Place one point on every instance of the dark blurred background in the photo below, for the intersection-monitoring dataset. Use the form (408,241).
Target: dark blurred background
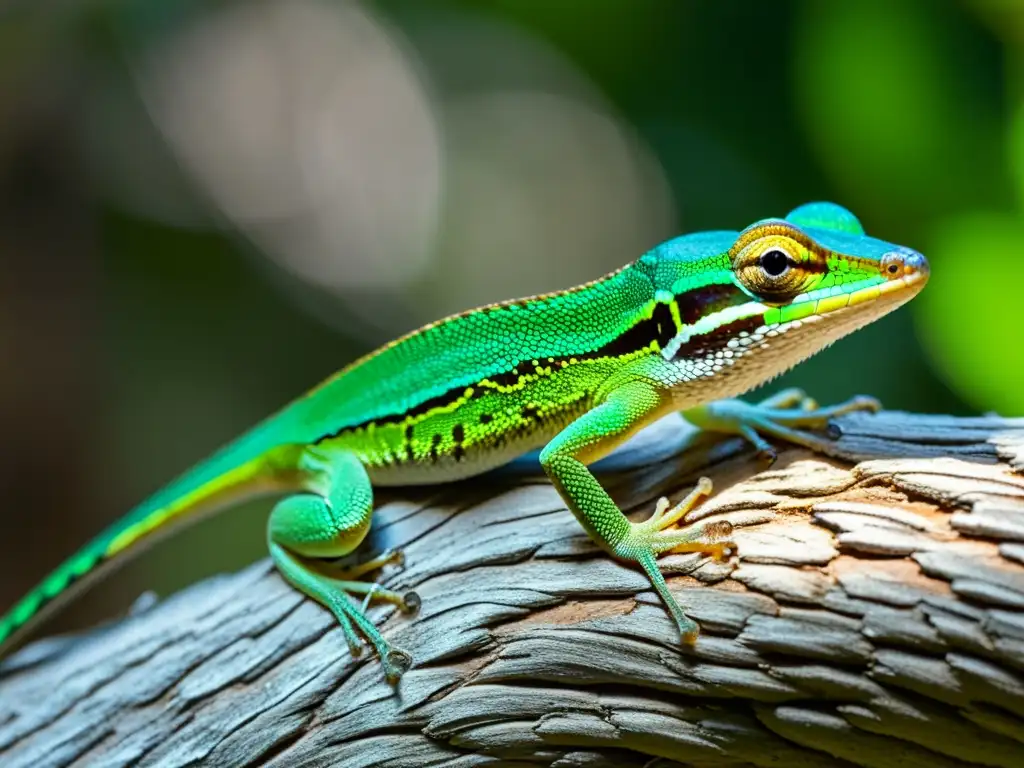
(207,207)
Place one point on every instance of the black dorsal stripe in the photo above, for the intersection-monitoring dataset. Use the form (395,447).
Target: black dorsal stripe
(707,300)
(659,328)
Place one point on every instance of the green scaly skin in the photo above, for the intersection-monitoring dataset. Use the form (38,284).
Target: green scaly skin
(698,318)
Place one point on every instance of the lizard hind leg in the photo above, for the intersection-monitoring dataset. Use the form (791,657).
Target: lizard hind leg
(330,521)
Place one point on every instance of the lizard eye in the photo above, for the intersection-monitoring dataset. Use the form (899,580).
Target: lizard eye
(775,268)
(774,262)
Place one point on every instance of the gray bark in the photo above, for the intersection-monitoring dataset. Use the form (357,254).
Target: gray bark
(873,616)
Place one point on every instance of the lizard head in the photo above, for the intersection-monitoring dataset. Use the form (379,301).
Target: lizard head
(753,304)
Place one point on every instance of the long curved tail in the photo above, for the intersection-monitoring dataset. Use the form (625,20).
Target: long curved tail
(227,476)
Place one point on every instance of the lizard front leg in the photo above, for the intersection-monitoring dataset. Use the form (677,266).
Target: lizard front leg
(329,521)
(620,414)
(780,416)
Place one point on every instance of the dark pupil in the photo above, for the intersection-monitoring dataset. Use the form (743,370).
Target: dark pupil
(774,262)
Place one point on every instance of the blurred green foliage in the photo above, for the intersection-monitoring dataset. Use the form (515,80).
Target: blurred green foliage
(908,112)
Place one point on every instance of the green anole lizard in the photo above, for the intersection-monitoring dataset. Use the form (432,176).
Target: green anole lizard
(692,323)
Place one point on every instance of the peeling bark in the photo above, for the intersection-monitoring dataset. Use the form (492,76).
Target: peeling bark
(873,616)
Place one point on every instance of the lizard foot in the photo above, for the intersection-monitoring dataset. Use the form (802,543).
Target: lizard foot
(784,416)
(651,538)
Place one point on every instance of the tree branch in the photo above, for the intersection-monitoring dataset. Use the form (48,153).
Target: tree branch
(875,616)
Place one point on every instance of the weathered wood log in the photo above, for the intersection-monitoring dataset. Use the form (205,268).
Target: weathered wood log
(873,616)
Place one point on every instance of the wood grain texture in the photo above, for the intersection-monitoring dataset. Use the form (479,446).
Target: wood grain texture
(873,616)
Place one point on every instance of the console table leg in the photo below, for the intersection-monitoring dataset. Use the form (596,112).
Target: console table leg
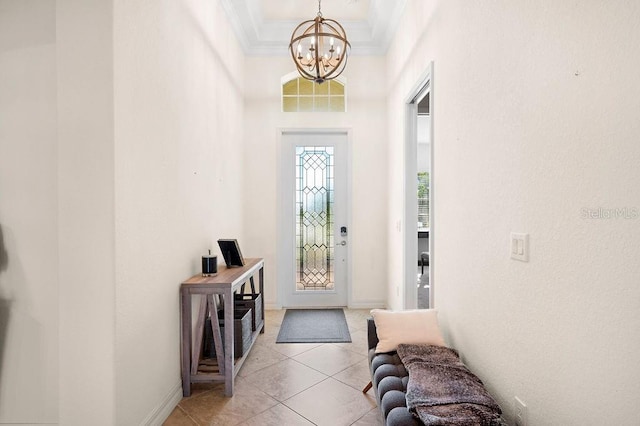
(228,342)
(185,297)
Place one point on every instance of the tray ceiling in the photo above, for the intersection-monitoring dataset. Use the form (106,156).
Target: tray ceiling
(264,27)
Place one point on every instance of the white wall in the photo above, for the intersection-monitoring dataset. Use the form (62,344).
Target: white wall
(365,117)
(28,213)
(424,143)
(535,119)
(178,178)
(84,49)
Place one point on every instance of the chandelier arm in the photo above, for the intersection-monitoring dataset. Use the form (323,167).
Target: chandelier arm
(322,60)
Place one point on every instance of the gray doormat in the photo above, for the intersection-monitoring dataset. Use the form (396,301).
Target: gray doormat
(314,326)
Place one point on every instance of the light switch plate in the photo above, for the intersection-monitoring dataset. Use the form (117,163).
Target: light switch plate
(519,247)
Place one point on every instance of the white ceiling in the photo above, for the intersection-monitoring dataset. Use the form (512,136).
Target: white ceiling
(264,27)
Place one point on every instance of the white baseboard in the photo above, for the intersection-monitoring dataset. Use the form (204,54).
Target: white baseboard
(272,306)
(165,408)
(353,305)
(367,305)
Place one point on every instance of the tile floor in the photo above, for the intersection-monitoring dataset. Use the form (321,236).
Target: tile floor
(291,384)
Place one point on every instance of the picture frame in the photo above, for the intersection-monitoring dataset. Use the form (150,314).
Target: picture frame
(231,252)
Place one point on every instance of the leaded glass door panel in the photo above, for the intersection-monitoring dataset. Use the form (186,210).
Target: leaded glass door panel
(316,275)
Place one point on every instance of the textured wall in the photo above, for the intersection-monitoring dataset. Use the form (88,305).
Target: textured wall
(178,176)
(28,213)
(535,131)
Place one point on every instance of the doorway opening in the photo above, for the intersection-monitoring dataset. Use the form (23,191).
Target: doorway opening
(419,218)
(313,219)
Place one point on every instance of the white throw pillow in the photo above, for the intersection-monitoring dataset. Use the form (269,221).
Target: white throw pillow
(418,326)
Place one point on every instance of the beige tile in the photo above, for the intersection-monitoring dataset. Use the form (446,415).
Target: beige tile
(179,418)
(261,356)
(273,317)
(329,359)
(358,342)
(372,418)
(357,376)
(293,349)
(331,403)
(279,415)
(285,379)
(213,408)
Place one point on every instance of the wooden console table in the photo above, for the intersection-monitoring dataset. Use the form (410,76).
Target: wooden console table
(224,284)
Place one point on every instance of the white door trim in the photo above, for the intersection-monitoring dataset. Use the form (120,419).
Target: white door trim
(283,208)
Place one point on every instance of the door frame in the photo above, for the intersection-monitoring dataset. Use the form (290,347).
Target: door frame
(283,208)
(423,86)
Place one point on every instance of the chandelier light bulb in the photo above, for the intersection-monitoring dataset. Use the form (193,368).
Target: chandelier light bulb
(319,63)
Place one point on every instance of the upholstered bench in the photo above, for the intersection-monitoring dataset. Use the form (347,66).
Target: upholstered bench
(390,378)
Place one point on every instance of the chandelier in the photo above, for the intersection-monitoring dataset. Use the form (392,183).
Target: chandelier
(319,48)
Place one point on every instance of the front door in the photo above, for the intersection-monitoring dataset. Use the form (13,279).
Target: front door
(314,220)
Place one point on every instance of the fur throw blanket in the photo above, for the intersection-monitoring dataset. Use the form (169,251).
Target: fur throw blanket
(442,391)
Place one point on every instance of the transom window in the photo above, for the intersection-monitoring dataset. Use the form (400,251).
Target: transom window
(301,95)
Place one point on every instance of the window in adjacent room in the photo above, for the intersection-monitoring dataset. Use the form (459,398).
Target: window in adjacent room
(301,95)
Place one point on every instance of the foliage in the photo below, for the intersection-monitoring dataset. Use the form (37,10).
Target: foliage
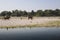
(24,13)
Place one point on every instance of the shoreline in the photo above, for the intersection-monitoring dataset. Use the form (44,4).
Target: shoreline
(36,22)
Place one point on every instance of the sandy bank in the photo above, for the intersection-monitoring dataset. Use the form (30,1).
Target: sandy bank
(18,22)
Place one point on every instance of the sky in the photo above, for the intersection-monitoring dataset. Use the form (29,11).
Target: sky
(29,5)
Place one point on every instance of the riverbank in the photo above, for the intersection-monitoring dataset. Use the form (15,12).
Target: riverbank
(36,22)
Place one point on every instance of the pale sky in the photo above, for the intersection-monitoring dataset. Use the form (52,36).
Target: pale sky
(29,5)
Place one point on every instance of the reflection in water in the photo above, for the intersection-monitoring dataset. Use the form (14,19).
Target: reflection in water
(30,34)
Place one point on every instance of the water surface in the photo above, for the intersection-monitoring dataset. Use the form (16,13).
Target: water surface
(37,33)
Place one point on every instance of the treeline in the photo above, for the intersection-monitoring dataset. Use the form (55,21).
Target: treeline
(19,13)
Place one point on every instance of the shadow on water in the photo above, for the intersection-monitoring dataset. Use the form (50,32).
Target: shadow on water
(37,33)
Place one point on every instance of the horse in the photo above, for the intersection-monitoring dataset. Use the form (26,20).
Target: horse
(7,17)
(30,17)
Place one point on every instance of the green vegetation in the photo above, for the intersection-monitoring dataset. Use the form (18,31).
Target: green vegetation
(24,13)
(48,24)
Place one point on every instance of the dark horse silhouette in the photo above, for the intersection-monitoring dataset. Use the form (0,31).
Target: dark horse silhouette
(7,17)
(30,17)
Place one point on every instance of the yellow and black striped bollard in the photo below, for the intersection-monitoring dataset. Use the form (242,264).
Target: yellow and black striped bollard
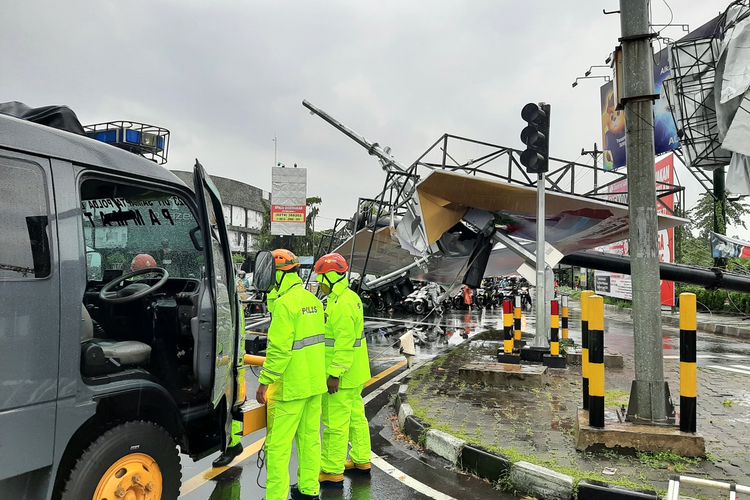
(585,346)
(596,361)
(517,329)
(688,365)
(507,355)
(553,359)
(564,321)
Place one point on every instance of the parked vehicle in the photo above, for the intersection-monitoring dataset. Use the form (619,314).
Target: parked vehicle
(123,364)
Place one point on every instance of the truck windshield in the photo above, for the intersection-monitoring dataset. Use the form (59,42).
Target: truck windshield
(122,221)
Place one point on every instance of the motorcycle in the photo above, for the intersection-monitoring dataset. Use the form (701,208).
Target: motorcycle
(526,303)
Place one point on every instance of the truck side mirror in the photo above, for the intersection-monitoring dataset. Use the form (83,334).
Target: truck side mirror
(265,271)
(94,266)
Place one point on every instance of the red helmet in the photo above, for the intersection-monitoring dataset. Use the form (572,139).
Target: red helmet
(331,262)
(285,260)
(142,261)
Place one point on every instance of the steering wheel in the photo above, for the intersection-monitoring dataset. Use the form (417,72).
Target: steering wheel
(132,291)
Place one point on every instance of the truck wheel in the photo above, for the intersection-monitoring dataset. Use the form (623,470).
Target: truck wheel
(132,460)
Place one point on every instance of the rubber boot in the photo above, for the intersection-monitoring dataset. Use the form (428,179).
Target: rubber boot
(226,458)
(298,495)
(331,479)
(352,467)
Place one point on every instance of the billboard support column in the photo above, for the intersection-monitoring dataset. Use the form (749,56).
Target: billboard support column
(649,392)
(720,210)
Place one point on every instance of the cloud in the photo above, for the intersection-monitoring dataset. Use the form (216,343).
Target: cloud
(226,77)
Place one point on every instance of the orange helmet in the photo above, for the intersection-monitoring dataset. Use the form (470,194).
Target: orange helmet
(285,260)
(142,261)
(331,262)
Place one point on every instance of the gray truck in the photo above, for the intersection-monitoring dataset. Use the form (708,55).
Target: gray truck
(107,369)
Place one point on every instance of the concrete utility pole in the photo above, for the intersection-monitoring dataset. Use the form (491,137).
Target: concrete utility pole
(649,392)
(595,154)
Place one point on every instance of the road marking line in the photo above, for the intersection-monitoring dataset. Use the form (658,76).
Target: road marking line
(408,480)
(701,356)
(726,368)
(385,373)
(390,383)
(202,478)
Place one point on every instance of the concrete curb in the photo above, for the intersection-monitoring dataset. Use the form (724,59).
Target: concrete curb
(523,476)
(540,481)
(668,319)
(444,445)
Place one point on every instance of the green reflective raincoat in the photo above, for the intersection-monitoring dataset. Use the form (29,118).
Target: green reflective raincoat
(295,356)
(346,347)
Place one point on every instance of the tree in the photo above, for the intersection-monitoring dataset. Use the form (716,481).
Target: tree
(702,214)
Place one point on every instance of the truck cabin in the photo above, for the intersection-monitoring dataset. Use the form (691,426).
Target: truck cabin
(145,268)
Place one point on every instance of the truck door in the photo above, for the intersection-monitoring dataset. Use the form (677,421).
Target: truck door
(29,314)
(220,313)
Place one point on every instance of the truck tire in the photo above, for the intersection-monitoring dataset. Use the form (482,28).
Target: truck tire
(135,457)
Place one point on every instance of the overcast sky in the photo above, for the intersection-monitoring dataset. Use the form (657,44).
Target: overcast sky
(225,77)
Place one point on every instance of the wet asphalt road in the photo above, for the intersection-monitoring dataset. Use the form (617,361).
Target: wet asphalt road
(433,336)
(719,354)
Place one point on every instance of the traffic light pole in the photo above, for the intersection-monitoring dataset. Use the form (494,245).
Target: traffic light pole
(540,338)
(649,395)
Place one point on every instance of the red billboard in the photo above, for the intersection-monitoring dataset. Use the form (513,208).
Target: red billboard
(618,285)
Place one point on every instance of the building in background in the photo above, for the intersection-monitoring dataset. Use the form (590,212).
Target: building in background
(243,210)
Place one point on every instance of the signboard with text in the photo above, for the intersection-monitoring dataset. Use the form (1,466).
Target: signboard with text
(613,121)
(288,197)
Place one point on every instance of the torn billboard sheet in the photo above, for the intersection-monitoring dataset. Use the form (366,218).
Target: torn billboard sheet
(288,198)
(572,223)
(712,77)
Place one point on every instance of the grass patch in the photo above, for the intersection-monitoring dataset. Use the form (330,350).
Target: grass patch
(517,456)
(616,398)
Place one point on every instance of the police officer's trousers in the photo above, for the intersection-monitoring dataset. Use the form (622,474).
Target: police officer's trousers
(289,420)
(345,421)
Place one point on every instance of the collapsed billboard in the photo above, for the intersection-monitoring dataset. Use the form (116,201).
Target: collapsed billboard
(619,285)
(288,197)
(613,121)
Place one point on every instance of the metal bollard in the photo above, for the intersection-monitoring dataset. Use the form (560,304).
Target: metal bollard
(688,365)
(517,330)
(507,326)
(596,360)
(507,355)
(564,320)
(585,346)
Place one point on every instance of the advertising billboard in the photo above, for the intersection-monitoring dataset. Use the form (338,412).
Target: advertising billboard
(613,121)
(288,197)
(619,285)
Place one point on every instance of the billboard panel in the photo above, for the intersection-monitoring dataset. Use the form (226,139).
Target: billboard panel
(288,197)
(619,285)
(613,121)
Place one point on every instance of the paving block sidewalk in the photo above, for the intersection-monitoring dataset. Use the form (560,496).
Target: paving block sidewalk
(536,425)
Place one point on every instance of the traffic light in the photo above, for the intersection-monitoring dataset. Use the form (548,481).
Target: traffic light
(536,137)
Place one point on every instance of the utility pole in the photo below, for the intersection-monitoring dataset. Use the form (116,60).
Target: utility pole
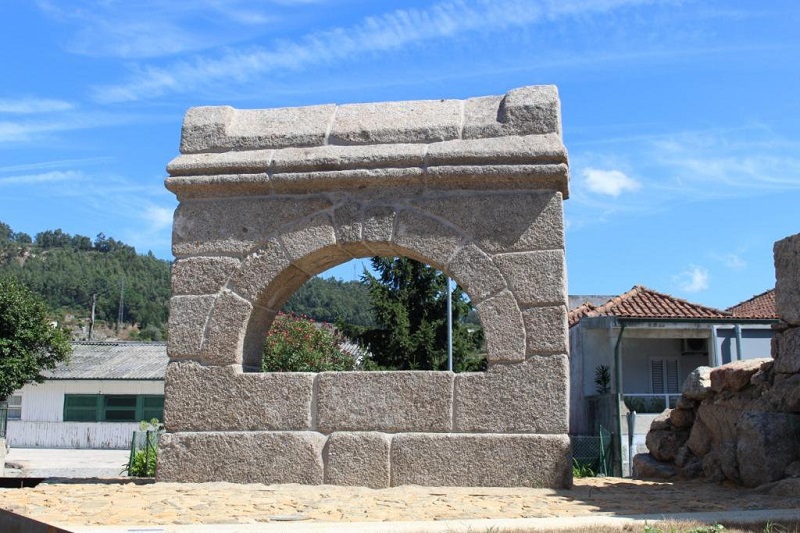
(91,321)
(121,302)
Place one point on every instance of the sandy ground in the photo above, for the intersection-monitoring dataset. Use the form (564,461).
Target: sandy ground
(115,502)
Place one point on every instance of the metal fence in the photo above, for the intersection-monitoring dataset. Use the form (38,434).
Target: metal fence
(592,455)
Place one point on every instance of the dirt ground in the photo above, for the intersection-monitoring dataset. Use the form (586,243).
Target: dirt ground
(115,502)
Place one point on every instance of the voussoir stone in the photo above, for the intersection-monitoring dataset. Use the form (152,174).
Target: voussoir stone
(358,459)
(266,457)
(528,397)
(384,401)
(500,460)
(787,274)
(241,401)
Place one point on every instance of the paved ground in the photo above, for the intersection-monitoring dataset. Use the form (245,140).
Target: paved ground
(122,505)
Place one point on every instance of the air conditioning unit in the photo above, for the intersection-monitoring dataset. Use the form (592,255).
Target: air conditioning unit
(695,346)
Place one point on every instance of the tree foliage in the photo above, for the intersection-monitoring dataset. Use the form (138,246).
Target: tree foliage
(67,270)
(28,342)
(409,300)
(297,344)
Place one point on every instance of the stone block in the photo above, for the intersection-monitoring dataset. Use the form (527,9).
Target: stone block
(235,225)
(307,237)
(426,239)
(199,398)
(202,275)
(529,397)
(527,220)
(242,457)
(787,360)
(421,121)
(384,401)
(503,328)
(535,278)
(546,330)
(481,460)
(787,273)
(358,459)
(476,273)
(335,158)
(531,149)
(260,269)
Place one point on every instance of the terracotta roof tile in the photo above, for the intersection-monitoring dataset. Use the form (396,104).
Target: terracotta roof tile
(759,306)
(641,302)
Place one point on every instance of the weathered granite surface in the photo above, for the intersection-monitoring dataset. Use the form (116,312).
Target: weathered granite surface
(269,198)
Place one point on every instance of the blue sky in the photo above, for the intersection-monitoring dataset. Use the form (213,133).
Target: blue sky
(680,117)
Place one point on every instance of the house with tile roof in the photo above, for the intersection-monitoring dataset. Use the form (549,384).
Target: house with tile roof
(650,342)
(96,400)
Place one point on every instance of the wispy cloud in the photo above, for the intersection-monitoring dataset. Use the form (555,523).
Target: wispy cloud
(46,177)
(376,34)
(25,106)
(609,182)
(692,280)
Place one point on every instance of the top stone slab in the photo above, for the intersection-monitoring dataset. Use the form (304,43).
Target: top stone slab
(529,110)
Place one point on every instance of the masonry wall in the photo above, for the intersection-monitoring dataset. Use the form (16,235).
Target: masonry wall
(269,198)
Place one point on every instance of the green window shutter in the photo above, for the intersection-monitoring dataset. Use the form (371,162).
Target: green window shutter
(120,408)
(82,407)
(152,407)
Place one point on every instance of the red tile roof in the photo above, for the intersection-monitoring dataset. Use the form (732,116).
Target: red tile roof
(759,306)
(641,302)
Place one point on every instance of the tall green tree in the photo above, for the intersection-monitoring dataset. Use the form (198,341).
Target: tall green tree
(28,342)
(409,301)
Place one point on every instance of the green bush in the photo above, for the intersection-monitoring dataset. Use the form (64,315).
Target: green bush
(297,344)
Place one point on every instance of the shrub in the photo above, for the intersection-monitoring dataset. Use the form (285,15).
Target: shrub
(297,344)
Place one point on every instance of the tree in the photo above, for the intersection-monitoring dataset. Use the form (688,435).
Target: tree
(28,342)
(409,300)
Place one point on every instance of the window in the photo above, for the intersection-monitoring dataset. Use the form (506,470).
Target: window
(15,407)
(664,376)
(112,407)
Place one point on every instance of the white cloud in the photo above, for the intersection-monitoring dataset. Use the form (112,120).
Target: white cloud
(609,182)
(694,279)
(375,34)
(24,106)
(46,177)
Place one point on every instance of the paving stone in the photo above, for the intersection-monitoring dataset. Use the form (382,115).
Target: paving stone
(465,460)
(241,401)
(242,457)
(384,401)
(357,459)
(529,397)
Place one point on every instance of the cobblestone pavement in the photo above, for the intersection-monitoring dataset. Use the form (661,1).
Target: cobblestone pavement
(122,501)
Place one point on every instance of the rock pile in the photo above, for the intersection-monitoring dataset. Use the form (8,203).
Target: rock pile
(740,421)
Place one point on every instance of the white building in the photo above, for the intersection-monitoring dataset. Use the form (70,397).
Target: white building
(95,401)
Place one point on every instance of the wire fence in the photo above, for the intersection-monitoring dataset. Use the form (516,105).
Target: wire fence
(592,454)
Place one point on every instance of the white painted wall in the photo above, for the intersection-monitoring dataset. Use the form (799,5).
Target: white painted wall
(42,426)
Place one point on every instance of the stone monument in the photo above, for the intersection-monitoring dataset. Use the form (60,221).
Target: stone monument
(270,197)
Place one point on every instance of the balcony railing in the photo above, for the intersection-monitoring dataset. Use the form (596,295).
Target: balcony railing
(650,403)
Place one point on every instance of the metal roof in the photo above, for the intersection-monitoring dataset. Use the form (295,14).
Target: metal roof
(114,360)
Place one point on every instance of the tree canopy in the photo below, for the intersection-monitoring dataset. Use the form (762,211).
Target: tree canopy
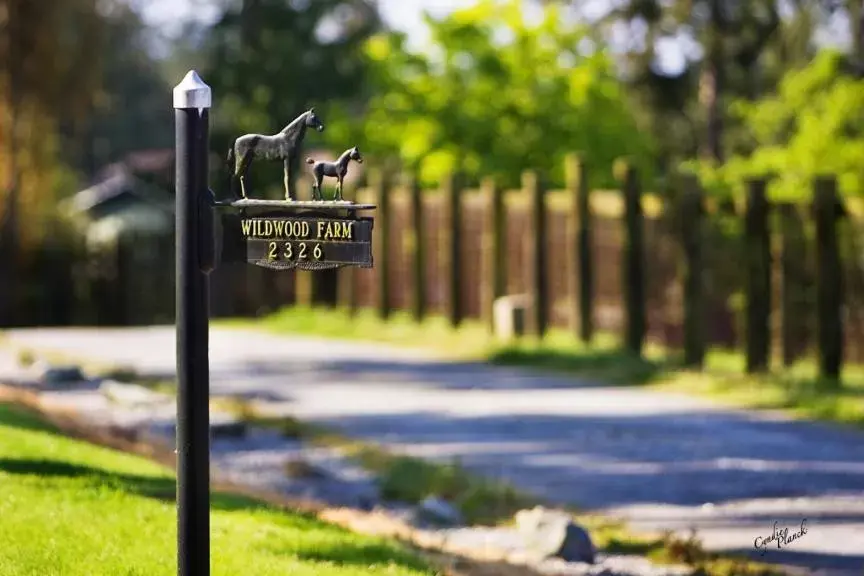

▶ **TASK GOAL**
Please count the lines above that contain the word "vehicle", and reply with only that number.

▶ **EXERCISE ANSWER**
2